(begin)
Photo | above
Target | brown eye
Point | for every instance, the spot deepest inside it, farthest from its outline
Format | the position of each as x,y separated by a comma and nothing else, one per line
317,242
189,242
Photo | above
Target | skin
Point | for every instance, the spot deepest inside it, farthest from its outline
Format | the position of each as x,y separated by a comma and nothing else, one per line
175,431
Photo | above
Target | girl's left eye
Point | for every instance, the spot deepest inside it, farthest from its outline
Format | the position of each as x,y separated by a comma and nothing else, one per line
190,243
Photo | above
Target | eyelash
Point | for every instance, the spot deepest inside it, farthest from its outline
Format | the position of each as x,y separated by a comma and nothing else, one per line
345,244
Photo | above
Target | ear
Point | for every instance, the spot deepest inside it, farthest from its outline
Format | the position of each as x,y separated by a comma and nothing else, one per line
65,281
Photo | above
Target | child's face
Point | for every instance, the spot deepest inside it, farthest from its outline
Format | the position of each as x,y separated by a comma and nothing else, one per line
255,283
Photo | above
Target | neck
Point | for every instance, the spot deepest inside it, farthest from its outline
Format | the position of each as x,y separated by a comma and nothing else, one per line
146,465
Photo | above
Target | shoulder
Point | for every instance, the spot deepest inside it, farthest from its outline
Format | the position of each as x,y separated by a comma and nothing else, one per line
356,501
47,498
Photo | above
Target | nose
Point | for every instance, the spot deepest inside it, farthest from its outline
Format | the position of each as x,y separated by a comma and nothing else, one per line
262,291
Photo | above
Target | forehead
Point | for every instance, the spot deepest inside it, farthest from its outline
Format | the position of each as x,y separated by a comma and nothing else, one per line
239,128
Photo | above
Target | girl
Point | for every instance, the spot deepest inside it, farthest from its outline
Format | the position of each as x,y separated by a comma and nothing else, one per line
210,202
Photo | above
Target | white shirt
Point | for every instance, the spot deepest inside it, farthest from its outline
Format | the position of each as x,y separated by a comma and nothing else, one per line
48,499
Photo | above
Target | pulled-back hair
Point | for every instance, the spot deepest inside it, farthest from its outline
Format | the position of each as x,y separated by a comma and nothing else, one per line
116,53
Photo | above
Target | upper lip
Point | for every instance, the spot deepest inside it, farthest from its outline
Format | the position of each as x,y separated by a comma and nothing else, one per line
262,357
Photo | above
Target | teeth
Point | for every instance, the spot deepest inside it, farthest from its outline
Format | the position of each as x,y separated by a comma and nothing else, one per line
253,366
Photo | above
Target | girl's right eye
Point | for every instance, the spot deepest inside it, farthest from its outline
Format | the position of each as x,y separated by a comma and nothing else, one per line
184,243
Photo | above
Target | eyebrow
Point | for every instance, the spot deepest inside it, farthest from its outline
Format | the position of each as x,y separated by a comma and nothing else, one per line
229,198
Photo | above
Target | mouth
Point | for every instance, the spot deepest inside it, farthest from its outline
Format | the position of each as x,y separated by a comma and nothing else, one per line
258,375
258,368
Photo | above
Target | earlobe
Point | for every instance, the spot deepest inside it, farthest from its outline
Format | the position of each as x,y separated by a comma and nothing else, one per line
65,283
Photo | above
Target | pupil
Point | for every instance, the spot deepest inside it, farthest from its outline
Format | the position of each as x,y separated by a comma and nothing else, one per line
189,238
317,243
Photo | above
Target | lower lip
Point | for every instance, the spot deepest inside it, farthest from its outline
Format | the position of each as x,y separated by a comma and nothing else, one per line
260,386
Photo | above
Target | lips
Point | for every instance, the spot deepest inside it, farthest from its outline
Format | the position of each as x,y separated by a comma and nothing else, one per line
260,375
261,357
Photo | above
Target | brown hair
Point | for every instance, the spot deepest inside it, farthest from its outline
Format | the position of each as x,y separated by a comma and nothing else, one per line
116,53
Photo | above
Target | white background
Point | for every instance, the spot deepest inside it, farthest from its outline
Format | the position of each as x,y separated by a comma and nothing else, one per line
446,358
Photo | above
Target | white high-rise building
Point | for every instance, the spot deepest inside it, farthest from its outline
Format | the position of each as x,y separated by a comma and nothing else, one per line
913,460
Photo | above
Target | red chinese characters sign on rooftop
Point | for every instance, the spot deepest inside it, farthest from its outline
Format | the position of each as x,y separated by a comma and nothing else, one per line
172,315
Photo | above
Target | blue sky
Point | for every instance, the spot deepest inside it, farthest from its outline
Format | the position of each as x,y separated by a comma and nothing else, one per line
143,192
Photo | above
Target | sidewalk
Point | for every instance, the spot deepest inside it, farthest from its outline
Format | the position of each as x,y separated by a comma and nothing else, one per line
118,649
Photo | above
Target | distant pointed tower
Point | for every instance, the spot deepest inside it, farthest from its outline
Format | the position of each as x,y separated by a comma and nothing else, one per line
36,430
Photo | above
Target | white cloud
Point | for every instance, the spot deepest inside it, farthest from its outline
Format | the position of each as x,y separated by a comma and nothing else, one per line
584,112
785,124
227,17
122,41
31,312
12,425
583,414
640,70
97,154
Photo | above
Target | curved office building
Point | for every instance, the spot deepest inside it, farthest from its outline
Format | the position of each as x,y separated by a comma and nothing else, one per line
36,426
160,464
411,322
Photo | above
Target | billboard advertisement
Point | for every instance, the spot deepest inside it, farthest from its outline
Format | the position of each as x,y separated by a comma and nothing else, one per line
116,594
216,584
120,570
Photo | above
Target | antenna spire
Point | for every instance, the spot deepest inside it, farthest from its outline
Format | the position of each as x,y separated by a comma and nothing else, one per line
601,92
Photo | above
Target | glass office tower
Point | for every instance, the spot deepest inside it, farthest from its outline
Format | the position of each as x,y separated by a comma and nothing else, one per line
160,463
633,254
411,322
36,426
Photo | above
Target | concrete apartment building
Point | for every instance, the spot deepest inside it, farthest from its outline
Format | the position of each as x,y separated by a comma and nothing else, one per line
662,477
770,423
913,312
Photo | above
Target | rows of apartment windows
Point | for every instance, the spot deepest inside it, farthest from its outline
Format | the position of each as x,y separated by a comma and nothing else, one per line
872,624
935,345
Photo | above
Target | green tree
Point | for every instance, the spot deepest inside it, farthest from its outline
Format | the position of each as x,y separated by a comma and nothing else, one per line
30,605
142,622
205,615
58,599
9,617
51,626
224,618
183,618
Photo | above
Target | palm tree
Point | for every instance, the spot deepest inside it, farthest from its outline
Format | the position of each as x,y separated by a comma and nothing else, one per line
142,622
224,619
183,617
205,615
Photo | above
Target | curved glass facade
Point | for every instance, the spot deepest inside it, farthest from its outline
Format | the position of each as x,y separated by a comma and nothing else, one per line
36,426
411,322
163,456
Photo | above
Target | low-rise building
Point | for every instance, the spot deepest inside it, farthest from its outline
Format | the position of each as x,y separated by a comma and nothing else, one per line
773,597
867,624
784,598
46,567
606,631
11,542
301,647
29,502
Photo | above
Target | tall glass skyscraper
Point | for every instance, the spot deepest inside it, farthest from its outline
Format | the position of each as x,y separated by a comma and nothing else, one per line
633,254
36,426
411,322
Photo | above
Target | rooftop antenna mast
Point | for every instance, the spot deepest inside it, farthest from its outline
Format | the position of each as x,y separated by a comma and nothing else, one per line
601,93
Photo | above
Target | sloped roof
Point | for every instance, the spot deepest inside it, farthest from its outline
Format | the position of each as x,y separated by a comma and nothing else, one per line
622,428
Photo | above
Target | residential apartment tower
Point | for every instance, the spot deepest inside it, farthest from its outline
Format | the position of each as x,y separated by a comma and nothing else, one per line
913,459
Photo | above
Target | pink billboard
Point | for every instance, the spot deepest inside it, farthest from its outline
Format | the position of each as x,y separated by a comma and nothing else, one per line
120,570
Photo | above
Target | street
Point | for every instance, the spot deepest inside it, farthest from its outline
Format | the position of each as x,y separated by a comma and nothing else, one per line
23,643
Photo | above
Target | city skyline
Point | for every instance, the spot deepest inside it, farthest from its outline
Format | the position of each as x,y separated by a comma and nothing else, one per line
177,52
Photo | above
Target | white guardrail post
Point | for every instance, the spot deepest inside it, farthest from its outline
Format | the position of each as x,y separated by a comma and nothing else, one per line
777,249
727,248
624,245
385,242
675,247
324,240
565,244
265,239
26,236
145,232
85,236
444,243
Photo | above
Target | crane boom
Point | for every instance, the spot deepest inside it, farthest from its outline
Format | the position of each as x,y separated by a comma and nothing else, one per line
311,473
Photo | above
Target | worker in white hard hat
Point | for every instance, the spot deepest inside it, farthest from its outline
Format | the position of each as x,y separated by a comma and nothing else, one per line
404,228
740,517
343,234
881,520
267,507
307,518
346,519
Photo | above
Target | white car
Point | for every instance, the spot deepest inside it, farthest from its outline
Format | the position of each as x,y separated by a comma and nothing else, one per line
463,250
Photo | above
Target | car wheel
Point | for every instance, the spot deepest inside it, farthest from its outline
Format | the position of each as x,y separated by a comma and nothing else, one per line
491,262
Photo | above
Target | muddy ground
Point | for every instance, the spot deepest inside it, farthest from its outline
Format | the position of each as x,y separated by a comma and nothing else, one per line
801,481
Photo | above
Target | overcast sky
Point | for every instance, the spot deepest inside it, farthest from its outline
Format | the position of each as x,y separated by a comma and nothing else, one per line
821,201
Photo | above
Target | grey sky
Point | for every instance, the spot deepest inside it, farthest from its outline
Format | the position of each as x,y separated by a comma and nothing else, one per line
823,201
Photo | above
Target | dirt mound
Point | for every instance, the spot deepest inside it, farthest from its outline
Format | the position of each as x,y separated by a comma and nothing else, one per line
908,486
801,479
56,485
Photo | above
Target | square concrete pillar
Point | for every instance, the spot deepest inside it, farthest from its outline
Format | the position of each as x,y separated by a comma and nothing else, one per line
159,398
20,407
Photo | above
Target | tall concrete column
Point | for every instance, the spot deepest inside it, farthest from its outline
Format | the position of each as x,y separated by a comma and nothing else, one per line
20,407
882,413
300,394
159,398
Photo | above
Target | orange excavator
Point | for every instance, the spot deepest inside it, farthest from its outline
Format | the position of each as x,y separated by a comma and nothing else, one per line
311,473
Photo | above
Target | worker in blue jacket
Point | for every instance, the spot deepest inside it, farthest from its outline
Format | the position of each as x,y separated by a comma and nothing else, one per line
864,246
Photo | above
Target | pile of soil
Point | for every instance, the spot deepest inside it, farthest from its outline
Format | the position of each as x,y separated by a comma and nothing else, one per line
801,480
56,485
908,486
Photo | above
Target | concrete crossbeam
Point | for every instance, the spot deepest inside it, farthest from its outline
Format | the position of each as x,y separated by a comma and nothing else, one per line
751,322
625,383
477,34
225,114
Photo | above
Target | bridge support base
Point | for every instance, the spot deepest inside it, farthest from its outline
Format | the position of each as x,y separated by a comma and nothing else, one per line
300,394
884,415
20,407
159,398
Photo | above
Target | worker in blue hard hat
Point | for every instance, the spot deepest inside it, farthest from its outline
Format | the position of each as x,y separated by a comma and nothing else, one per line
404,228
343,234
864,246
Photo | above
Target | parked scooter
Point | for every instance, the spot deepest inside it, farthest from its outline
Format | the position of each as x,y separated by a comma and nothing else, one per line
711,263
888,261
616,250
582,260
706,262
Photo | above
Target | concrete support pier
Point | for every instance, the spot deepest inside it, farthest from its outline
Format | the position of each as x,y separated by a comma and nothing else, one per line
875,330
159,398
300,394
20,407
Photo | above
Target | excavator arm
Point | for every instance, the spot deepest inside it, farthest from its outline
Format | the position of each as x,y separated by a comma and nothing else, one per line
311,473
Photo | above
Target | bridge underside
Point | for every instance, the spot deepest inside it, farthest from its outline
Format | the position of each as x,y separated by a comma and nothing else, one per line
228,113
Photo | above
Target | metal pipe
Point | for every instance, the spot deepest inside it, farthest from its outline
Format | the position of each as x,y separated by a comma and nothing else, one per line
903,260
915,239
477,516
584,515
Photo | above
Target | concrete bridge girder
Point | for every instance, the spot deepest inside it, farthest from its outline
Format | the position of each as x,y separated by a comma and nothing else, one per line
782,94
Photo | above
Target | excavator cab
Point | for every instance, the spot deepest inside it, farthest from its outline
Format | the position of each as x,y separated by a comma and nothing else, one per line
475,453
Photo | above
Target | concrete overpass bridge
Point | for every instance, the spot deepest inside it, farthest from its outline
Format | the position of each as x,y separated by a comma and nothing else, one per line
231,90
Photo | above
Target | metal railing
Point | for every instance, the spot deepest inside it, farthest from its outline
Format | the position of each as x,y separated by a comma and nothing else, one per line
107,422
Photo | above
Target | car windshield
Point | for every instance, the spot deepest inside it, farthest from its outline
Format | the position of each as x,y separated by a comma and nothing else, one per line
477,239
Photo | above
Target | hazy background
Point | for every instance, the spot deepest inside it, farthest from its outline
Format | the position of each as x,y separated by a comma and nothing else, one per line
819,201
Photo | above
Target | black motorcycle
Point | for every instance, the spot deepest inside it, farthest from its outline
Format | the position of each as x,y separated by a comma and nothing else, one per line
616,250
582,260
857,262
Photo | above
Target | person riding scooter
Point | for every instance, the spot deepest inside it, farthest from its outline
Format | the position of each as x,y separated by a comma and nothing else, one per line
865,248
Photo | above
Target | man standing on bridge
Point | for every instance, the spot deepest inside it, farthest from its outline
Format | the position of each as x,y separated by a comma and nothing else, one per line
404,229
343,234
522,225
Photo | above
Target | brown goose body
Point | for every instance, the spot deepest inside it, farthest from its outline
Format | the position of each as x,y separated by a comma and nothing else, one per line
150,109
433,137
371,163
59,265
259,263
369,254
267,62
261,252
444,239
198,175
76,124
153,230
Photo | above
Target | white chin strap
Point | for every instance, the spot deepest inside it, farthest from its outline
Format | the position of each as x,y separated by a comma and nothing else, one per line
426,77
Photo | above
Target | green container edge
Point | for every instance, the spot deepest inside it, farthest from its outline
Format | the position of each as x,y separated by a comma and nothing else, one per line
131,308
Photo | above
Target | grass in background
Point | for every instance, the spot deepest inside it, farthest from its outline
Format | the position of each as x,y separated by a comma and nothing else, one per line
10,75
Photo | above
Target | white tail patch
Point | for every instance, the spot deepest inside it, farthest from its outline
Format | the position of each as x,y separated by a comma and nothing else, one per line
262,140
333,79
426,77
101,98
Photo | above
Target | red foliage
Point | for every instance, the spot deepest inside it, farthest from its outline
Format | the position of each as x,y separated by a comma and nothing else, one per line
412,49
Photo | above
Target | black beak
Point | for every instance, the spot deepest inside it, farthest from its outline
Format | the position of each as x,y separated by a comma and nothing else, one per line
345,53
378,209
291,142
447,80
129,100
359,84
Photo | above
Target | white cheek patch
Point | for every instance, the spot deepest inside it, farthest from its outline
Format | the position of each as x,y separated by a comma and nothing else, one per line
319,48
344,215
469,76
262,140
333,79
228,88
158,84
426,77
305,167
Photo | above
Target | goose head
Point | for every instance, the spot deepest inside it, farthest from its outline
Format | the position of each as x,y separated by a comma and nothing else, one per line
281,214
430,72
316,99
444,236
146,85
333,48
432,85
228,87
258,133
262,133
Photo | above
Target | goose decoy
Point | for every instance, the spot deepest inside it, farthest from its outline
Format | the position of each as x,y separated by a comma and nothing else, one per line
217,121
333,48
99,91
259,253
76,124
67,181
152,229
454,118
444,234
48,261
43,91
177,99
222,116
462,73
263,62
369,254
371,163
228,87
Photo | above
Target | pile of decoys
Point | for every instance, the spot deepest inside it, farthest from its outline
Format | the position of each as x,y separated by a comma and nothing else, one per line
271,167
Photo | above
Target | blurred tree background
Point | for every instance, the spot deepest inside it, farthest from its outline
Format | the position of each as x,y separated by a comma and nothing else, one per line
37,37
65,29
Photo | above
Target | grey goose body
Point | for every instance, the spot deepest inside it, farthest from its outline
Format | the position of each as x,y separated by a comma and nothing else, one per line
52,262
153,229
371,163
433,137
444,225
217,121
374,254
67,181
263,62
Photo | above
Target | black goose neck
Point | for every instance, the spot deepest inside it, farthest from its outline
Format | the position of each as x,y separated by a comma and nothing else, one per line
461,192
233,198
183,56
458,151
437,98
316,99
(end)
Goal of the exercise: Please filter the lines above down to those containing the word "hard", and copy each one out in full.

Problem solution:
Target | worker in white hard hat
Target | worker in blue hard hat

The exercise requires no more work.